→ **EXERCISE OBJECTIVE**
Reproduce everything in the cardiomegaly detection text from "Materials and methods" down to "the proposed methods.".

As shown in Fig. 1, our model Cardio-XAttentionNet takes frontal-view X-ray image of chest resulting in the probability of cardiomegaly along with an attention heat-map at pixel-level to address localization. Cardio-XAttentionNet is trained with only image-level labels of the recently published ChestX-Ray14 dataset21. To evaluate the empirical evidence of the proposed attention mapping network, we experiment on some of the advanced ConvNet architectures. In our experiment, we use Densely Connected ConvNet35, Deep Residual Learning36, and Inception-ResNet-v237 as a baseline model which improves the flow of feature information and gradients through the whole network. We reinforce their capability by incorporating with the attention mapping network build top of each model for end-to-end training from scratch. We examined each of these models and came up with the network that had the higher precision.

Figure 1
figure 1

Cardio-XAttentionNet (CXA_Dense121) model, based on DenseNet-121 with Attention Mapping Mechanism, generating accurately positive outcomes with the most indicative region mapping for cardiomegaly, addressing class information and localization on the frontal-view chest X-Ray image. On left side, the original image. On right side, the attention map, and the superimposed outcomes with intensity factor 0.2.

Specifically, the contributions of this work are:

  • A soft Attention Mapping Mechanism (AMM) that enhances the global average pooling (GAP) method by providing a weighting parameter with a range of 0 to 1.

  • The Cardio-XAttentionNet, a complete machine learning model that has been built with AMM to perform image-level classification and pixel-level localization tasks concurrently, using only image-level labels as input. Through its training, the model has proven to be effective in successfully carrying out these tasks.

  • Comparing the proposed AMM (Weighted GAP)-based models and GAP-based models illustrate the efficacy of AMM module in detecting cardiomegaly and present a wider scope of adaptability.

Materials and methods

In this section, we describe the ChestX-Ray dataset that is used in this work and demonstrate the model training setup and evaluation methods. This section also describes the data pre-processing steps and finally it discusses about the proposed methods.

Source listing
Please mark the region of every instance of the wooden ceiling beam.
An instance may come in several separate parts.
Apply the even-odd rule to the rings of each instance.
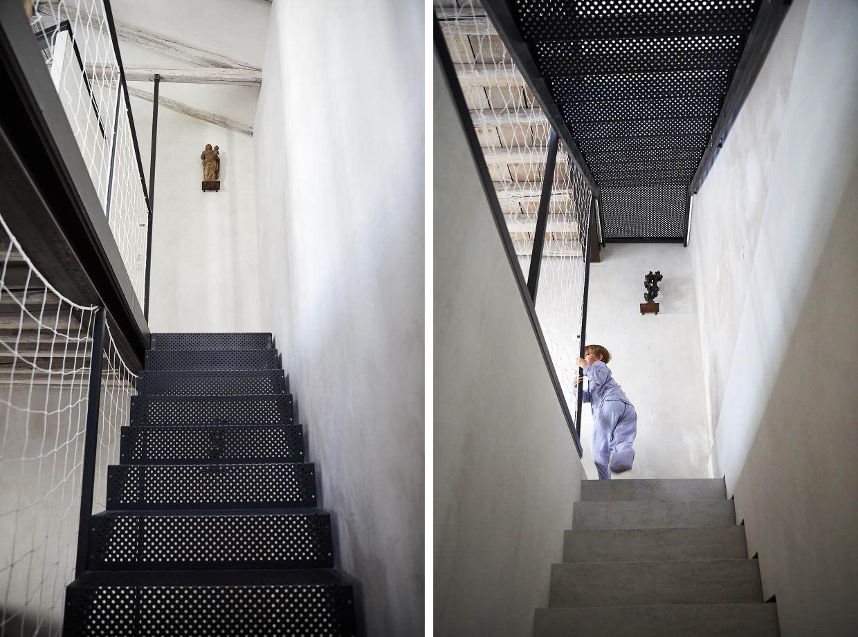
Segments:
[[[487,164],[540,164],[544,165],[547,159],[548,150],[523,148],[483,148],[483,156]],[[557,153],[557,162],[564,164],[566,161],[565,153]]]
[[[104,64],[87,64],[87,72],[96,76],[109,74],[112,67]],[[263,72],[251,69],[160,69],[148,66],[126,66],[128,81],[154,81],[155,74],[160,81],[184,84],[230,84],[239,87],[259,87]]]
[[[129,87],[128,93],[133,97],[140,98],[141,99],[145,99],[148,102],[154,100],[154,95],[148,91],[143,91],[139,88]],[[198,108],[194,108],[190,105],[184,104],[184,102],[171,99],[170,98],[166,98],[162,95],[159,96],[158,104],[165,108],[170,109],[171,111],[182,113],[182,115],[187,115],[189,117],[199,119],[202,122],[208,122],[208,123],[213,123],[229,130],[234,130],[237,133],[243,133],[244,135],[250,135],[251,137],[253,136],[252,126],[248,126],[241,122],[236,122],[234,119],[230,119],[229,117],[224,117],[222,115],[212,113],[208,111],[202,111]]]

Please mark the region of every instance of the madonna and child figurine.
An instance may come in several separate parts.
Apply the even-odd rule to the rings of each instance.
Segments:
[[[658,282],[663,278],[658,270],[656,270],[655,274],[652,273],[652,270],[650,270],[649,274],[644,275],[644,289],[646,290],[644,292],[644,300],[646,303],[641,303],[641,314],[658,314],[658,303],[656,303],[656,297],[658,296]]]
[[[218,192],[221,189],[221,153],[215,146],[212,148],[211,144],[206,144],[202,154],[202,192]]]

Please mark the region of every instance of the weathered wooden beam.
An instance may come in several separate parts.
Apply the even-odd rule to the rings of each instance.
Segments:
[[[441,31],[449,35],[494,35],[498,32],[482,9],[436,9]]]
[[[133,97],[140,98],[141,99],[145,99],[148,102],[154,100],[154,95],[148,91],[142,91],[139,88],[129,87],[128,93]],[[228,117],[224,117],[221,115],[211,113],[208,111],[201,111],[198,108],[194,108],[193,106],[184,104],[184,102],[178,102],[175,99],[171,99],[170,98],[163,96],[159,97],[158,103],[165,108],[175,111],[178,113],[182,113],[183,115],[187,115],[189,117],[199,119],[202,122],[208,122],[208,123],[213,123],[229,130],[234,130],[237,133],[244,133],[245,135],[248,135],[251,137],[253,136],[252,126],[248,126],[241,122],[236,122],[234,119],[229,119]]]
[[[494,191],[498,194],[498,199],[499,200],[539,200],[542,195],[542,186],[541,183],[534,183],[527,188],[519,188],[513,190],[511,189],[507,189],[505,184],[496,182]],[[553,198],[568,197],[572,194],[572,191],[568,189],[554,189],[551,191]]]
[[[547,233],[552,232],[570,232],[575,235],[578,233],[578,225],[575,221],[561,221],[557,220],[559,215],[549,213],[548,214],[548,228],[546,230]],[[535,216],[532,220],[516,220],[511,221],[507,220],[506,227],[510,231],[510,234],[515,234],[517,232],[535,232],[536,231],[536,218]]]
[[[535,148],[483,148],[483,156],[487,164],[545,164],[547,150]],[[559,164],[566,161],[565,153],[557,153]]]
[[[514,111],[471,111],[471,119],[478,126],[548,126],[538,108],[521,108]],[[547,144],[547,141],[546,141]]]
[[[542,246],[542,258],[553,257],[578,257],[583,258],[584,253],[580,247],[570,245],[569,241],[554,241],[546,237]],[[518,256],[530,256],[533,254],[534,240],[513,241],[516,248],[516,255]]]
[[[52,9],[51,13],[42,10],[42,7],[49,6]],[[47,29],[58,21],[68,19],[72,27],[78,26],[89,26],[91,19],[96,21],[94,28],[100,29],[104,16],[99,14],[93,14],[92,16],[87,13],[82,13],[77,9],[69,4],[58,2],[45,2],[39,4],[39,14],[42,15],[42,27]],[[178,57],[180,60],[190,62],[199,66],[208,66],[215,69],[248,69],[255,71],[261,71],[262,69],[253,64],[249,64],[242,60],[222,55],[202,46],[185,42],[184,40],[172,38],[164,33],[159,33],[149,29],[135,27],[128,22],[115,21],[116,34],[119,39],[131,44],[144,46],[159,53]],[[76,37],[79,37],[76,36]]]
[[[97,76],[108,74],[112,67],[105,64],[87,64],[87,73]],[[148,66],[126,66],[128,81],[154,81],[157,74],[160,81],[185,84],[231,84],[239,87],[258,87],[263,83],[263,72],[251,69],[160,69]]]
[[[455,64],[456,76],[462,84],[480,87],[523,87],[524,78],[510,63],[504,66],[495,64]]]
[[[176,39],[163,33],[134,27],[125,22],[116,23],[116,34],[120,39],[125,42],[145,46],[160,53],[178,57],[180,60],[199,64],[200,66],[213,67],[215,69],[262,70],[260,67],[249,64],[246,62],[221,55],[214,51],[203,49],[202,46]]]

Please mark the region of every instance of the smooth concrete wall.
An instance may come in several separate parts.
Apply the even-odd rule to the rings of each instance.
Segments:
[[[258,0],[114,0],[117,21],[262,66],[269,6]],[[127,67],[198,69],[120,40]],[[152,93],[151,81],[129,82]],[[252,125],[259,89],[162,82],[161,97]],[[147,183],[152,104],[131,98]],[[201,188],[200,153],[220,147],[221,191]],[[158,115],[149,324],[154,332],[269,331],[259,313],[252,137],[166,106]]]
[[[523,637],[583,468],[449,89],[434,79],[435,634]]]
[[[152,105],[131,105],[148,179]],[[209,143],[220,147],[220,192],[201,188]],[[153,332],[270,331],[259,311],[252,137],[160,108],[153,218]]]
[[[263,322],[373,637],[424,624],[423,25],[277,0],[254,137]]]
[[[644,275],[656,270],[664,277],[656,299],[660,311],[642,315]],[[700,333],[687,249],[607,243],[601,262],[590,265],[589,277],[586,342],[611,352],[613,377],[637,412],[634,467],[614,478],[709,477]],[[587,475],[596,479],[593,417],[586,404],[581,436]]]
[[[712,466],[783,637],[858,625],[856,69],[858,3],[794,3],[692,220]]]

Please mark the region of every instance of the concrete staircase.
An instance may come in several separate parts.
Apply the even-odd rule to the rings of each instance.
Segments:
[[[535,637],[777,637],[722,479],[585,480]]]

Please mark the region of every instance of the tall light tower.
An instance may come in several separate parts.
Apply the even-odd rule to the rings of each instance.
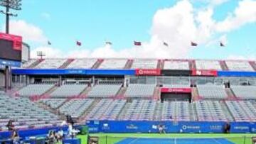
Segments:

→ **ANSWER TO THE PROBLEM**
Materials and methods

In this section, we describe the ChestX-Ray dataset that is used in this work and demonstrate the model training setup and evaluation methods. This section also describes the data pre-processing steps and finally it discusses about the proposed methods.